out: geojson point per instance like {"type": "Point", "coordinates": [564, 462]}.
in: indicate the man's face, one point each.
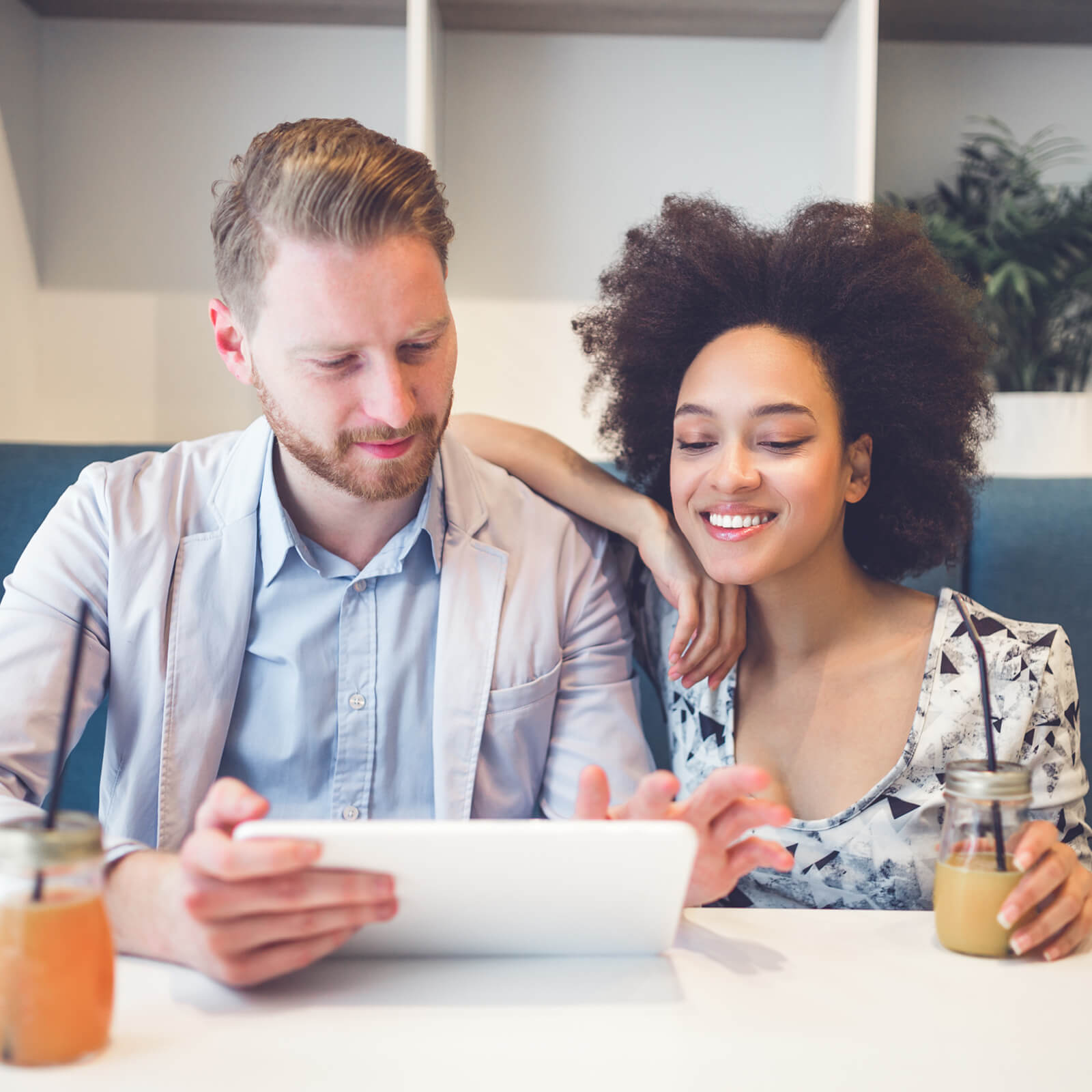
{"type": "Point", "coordinates": [353, 358]}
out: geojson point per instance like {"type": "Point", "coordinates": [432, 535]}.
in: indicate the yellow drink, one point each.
{"type": "Point", "coordinates": [968, 893]}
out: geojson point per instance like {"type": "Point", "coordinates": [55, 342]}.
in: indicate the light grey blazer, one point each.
{"type": "Point", "coordinates": [533, 676]}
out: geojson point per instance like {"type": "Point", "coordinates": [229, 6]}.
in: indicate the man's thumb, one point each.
{"type": "Point", "coordinates": [593, 794]}
{"type": "Point", "coordinates": [227, 804]}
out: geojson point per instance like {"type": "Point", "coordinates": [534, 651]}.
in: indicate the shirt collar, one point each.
{"type": "Point", "coordinates": [278, 534]}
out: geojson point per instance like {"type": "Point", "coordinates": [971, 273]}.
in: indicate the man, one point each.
{"type": "Point", "coordinates": [334, 613]}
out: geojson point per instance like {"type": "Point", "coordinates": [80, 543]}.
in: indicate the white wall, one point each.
{"type": "Point", "coordinates": [140, 118]}
{"type": "Point", "coordinates": [851, 47]}
{"type": "Point", "coordinates": [19, 85]}
{"type": "Point", "coordinates": [136, 121]}
{"type": "Point", "coordinates": [556, 145]}
{"type": "Point", "coordinates": [20, 65]}
{"type": "Point", "coordinates": [18, 292]}
{"type": "Point", "coordinates": [928, 91]}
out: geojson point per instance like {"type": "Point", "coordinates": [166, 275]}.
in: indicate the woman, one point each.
{"type": "Point", "coordinates": [811, 403]}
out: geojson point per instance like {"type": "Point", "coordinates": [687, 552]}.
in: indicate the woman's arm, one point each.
{"type": "Point", "coordinates": [710, 633]}
{"type": "Point", "coordinates": [1053, 901]}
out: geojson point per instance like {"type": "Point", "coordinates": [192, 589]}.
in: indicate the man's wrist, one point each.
{"type": "Point", "coordinates": [140, 889]}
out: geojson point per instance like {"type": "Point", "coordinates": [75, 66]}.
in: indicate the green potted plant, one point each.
{"type": "Point", "coordinates": [1026, 246]}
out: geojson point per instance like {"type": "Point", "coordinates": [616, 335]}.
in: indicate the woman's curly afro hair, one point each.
{"type": "Point", "coordinates": [890, 324]}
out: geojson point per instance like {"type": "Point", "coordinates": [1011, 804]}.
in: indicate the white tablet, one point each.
{"type": "Point", "coordinates": [509, 887]}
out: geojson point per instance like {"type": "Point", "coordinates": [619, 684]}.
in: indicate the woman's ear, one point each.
{"type": "Point", "coordinates": [860, 457]}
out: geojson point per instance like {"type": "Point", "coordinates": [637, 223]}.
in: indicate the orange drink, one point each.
{"type": "Point", "coordinates": [56, 949]}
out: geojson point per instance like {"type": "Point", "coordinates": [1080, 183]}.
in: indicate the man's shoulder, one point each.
{"type": "Point", "coordinates": [487, 502]}
{"type": "Point", "coordinates": [184, 480]}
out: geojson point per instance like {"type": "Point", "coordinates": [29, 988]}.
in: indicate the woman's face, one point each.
{"type": "Point", "coordinates": [760, 473]}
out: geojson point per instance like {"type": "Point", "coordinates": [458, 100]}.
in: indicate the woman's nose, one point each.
{"type": "Point", "coordinates": [736, 470]}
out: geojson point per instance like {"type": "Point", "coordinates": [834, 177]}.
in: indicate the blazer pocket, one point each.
{"type": "Point", "coordinates": [511, 699]}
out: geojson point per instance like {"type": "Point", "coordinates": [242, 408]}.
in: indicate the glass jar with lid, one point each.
{"type": "Point", "coordinates": [56, 950]}
{"type": "Point", "coordinates": [986, 815]}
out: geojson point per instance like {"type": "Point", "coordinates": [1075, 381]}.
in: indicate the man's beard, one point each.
********
[Set exercise] Return all of the entries word for word, but omit the pictures.

[Solution]
out: geojson point per instance like {"type": "Point", "coordinates": [564, 462]}.
in: indicate the man's face, one point each.
{"type": "Point", "coordinates": [353, 358]}
out: geojson point per instance like {"type": "Point", "coordinates": [432, 535]}.
in: indicate the yellow drink, one point each.
{"type": "Point", "coordinates": [968, 893]}
out: geojson point per instance like {"type": "Point", "coordinates": [55, 342]}.
in: indicate the light grey blazer, one point each.
{"type": "Point", "coordinates": [533, 676]}
out: geojson point per instance like {"type": "Point", "coordinates": [229, 6]}.
in: indicate the man's thumb, one point each.
{"type": "Point", "coordinates": [593, 794]}
{"type": "Point", "coordinates": [227, 804]}
out: geojson point per instance like {"type": "Point", "coordinates": [534, 651]}.
in: indicate the shirt collar, one point each.
{"type": "Point", "coordinates": [278, 534]}
out: geojson point per instance like {"type": "Point", "coordinates": [971, 273]}.
in: indicate the man, one point each.
{"type": "Point", "coordinates": [334, 613]}
out: geojson point per instance like {"type": "Point", "coordinates": [80, 543]}.
in: indicate the white wall, one point each.
{"type": "Point", "coordinates": [140, 118]}
{"type": "Point", "coordinates": [851, 47]}
{"type": "Point", "coordinates": [19, 85]}
{"type": "Point", "coordinates": [136, 121]}
{"type": "Point", "coordinates": [556, 145]}
{"type": "Point", "coordinates": [20, 65]}
{"type": "Point", "coordinates": [18, 292]}
{"type": "Point", "coordinates": [928, 91]}
out: geojson point per instance like {"type": "Point", "coordinates": [166, 275]}.
in: indicate the woman, one point each.
{"type": "Point", "coordinates": [811, 403]}
out: geojson point per instance like {"type": "Point", "coordinates": [687, 552]}.
in: indicate the woman's arm, one point each.
{"type": "Point", "coordinates": [710, 633]}
{"type": "Point", "coordinates": [1053, 901]}
out: geojson point per instance like {"type": "Point", "coordinates": [192, 589]}.
in: indicate the man's wrist, one point each.
{"type": "Point", "coordinates": [140, 889]}
out: geojson point per instance like {"type": "Point", "coordinates": [75, 66]}.
in: indicate the green potted plant, one point each.
{"type": "Point", "coordinates": [1026, 246]}
out: geojson point per instance like {"type": "Point", "coordinates": [616, 335]}.
in: indicate the woman's curly afro hair, one point each.
{"type": "Point", "coordinates": [890, 324]}
out: geojson point per instance like {"type": "Point", "coordinates": [1011, 804]}.
in: indicate the white tablet, one point each.
{"type": "Point", "coordinates": [509, 887]}
out: geojson point per instance like {"type": "Point", "coordinates": [619, 684]}.
in: indicate the woman's ear, one point each.
{"type": "Point", "coordinates": [860, 457]}
out: geojson point per instance like {"type": "Point", "coordinates": [637, 223]}.
in: indicate the orange drink, one point each.
{"type": "Point", "coordinates": [56, 949]}
out: geojson point per instance like {"type": "Point", "coordinates": [1080, 183]}.
in: indicate the man's shoulder, one point each.
{"type": "Point", "coordinates": [487, 502]}
{"type": "Point", "coordinates": [184, 480]}
out: geojson point per instance like {"type": "Point", "coordinates": [29, 988]}.
in: indicate the woman's face, one point each.
{"type": "Point", "coordinates": [760, 473]}
out: geojson point per instance like {"type": "Point", "coordinates": [458, 100]}.
in: indicate the woman's nose, one point each.
{"type": "Point", "coordinates": [736, 470]}
out: geojson point per instance like {"type": "Point", "coordinates": [834, 177]}.
in: indicate the blazer pocket, one point each.
{"type": "Point", "coordinates": [511, 699]}
out: geojson point per instance like {"type": "Point", "coordinates": [242, 408]}.
in: indicate the glass jar with lid, one point each.
{"type": "Point", "coordinates": [56, 950]}
{"type": "Point", "coordinates": [986, 815]}
out: geojson point per instance like {"type": "Point", "coordinates": [1075, 381]}.
in: indicate the man's beard, one point each.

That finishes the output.